**THE PROBLEM**
Format every line of the entries below as a numbered list, skipping blank lines and leaving out the pictures.

**EXERCISE MATERIALS**
— BEGIN —
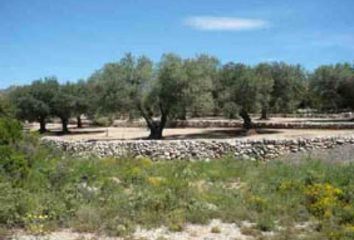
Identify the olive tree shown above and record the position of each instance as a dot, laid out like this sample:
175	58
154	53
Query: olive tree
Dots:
289	87
63	105
332	86
201	72
241	89
135	86
33	102
263	72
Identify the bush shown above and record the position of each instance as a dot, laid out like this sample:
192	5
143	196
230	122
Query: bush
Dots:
103	121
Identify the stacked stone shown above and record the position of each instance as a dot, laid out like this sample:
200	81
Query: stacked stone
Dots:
197	149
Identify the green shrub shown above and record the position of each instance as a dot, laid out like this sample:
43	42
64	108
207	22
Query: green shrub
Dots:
103	121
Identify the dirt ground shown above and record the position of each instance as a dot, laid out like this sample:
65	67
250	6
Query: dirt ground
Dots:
110	133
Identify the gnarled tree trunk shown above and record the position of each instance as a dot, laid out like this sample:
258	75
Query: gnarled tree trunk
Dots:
— END —
**SOLVED PROBLEM**
1. Identify the olive tree shown above and record the position of each instance as a dot, laid out like this sample:
2. 175	58
3. 154	53
4. Query: olive tree
5. Dots:
6. 289	87
7. 63	105
8. 332	86
9. 201	72
10. 241	89
11. 135	86
12. 33	102
13. 263	72
14. Identify the bush shown above and record the position of each instance as a dot, laid out like this sample:
15. 192	5
16. 143	196
17. 230	122
18. Query: bush
19. Dots:
20. 103	121
21. Identify the stacked stone shown above and record the position of each instance as a dot, laid out like this sample:
22. 200	81
23. Query: stacked stone
24. Dots:
25. 197	149
26. Identify the green shrub shown above and record the position of each instance as a dot, laid out like this sample:
27. 43	42
28. 64	108
29. 207	22
30. Query: green shrub
31. Dots:
32. 103	121
33. Identify the dirt ground shown above and record the position of each instance as a dot, laid out like this sample:
34. 65	67
35. 250	6
36. Query: dirt ground
37. Dots:
38. 110	133
39. Identify the gnarled tree trunk shown above and record the position of each instance as a dot, laid out like this sample:
40. 258	75
41. Query: gnarled tree trunk
42. Dots:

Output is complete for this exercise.